- Source text -
◇ ◇ ◇ ◇ ◇ ◇ ◇

I thought it might be a good idea to ask about taking the bike, his first answer was no. In the course of spanglish and sign language I found out they may need to keep the bike for several days! Yikes! I told him – no possibilo (adding an “o” seems to help in Spanglish). He looked at me and made a long phone call to someone discussing our situation. After he hung up he typed something into his google translator. It was a terrible translation and I could almost read it better in Spanish. It looked like we could take the bike and the “commissioner” authorized it’s release. Wow, I told him I would be back in ono hora! The three of us rode the 5 miles to the hospital to drop off Dave’s belongings. Keith decided to stay at the hospital and Deby and I had the task of motorcycle retrieval. We rode back to the hotel to drop off my bike and rode two-up on Deby’s bike back to the police station.

Silly me, I thought we would show up and be allowed to just drive away. Not. There was more paperwork to fill out including some kind of release / legal thing in Spanish I had to sign. They made copies of my passport and copied all my information onto the form. I still don’t know what that was about exactly but decided to take the risk. By the time we were done Mr. Main Policemen lightened up and brought up his Facebook page with pictures of him riding motocross races and his bike, it was pretty cool. I thought he sent me a friend request but I never received it… bummer, I would like to send him a thank you.

◇ ◇ ◇ ◇ ◇ ◇ ◇

- Data section -
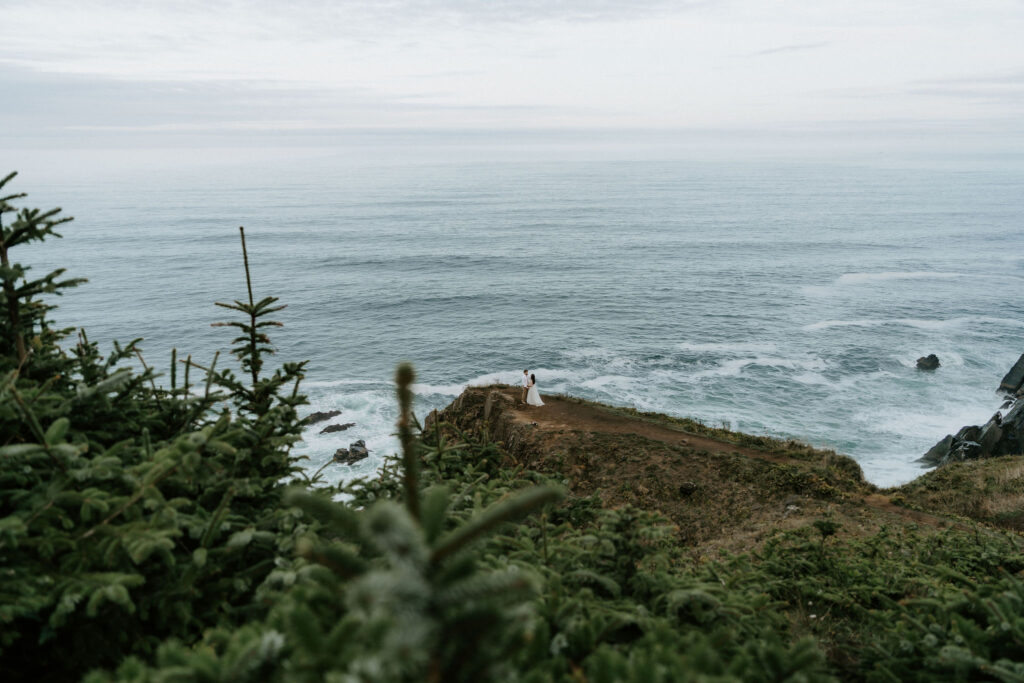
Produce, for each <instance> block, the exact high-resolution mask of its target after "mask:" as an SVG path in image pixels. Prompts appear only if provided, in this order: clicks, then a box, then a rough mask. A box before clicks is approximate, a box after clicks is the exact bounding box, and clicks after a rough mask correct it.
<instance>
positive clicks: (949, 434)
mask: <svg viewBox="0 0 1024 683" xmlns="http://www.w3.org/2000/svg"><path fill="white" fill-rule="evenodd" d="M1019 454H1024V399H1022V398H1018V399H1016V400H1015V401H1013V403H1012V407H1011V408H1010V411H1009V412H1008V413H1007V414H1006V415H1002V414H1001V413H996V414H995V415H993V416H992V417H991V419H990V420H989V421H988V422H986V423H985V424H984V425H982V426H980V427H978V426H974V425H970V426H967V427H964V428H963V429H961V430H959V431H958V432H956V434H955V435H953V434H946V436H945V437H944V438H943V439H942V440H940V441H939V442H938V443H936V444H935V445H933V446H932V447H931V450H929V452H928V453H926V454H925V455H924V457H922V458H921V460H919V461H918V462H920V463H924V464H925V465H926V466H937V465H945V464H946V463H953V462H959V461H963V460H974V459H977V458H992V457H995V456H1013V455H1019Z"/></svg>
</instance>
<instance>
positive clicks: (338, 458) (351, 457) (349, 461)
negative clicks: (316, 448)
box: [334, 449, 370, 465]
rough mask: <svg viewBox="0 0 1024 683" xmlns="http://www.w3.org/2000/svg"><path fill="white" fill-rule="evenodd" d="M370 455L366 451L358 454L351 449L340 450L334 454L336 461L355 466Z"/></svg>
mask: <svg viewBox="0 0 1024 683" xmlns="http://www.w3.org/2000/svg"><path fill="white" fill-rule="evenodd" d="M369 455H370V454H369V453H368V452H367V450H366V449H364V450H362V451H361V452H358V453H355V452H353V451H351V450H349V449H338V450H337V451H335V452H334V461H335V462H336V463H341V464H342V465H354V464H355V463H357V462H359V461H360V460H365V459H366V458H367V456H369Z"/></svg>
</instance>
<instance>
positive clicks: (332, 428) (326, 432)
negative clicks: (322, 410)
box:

◇ ◇ ◇ ◇ ◇ ◇ ◇

- Actions to take -
1 - In the account of retrieving the motorcycle, how far did the three of them ride to the hospital?
2 - From the account of retrieving the motorcycle, copy out the passage from the words "Silly me, I" up to and including the words "a thank you.".

- Answer section -
1 - They rode 5 miles.

2 -
Silly me, I thought we would show up and be allowed to just drive away. Not. There was more paperwork to fill out including some kind of release / legal thing in Spanish I had to sign. They made copies of my passport and copied all my information onto the form. I still don’t know what that was about exactly but decided to take the risk. By the time we were done Mr. Main Policemen lightened up and brought up his Facebook page with pictures of him riding motocross races and his bike, it was pretty cool. I thought he sent me a friend request but I never received it… bummer, I would like to send him a thank you.